■ CONSIGNE
Recopiez fidèlement la partie de l'extrait ci-dessous sur l'évaluation de la preuve par témoin, depuis « [2]              Le témoin » jusqu'à « distrait le témoin ? » inclus.

■ PASSAGE EXTRAIT
4.11 Évaluation de la preuve par témoin

Note[1]

(dernière mise à jour – juin 2018)

(Dans les affaires d’agression sexuelle)

Je veux maintenant vous mettre en garde contre le fait d’aborder la preuve avec des hypothèses injustifiées sur ce qu’est ou n’est pas une agression sexuelle, sur ce qui constitue ou ne constitue pas un consentement, sur quel genre de personne porte ou ne porte pas plainte pour agression sexuelle, sur quel genre de personne commet ou ne commet pas une agression sexuelle ou sur ce qu’une personne qui est ou a été agressée sexuellement dit ou fait ou ne dit pas ou ne fait pas. Il n’y a pas de victime typique ou d’agresseur typique ou de situation typique ou de réaction typique[2]. Je ne vous dis pas cela pour soutenir une conclusion donnée, mais pour vous vous mettre en garde contre la possibilité d’arriver à une conclusion fondée sur des idées fausses répandues.

Vous devez aborder ce procès avec un esprit ouvert et sans idées préconçues. À la fin du procès, vous devrez rendre une décision fondée exclusivement sur la preuve, en conformité avec mes directives sur le droit applicable.[3]

[1]              Je vais maintenant vous parler de l’évaluation des témoignages. Il vous appartient de décider de la valeur à accorder au témoignage de chaque témoin. Vous pouvez croire tout ou partie d’un témoignage ou l’écarter entièrement. Vous devez vous demander si le témoin dit la vérité et s’il est fiable.

Voici quelques questions à examiner au cours de vos délibérations.

[2]              Le témoin a-t-il eu l’occasion de bien observer l’événement qu’il a décrit ? Pendant combien de temps le témoin a-t-il regardé ou écouté ? Y a-t-il quelque chose qui a nui à sa capacité d’observer ? S’est-il passé quelque chose au même moment qui pourrait avoir distrait le témoin ?

■ INFORMATIONS FOURNIES
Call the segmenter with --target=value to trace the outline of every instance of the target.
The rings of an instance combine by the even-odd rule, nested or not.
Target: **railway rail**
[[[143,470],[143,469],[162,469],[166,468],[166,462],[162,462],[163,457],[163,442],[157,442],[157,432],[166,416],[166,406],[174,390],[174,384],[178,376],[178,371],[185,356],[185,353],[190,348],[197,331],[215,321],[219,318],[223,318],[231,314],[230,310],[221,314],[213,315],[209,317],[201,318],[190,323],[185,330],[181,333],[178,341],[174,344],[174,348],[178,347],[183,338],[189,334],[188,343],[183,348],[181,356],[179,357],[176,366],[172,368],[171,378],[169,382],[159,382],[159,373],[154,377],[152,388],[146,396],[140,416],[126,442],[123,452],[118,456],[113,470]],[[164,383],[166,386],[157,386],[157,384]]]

■ CORRIGÉ DE L'EXERCICE
[2]              Le témoin a-t-il eu l’occasion de bien observer l’événement qu’il a décrit ? Pendant combien de temps le témoin a-t-il regardé ou écouté ? Y a-t-il quelque chose qui a nui à sa capacité d’observer ? S’est-il passé quelque chose au même moment qui pourrait avoir distrait le témoin ?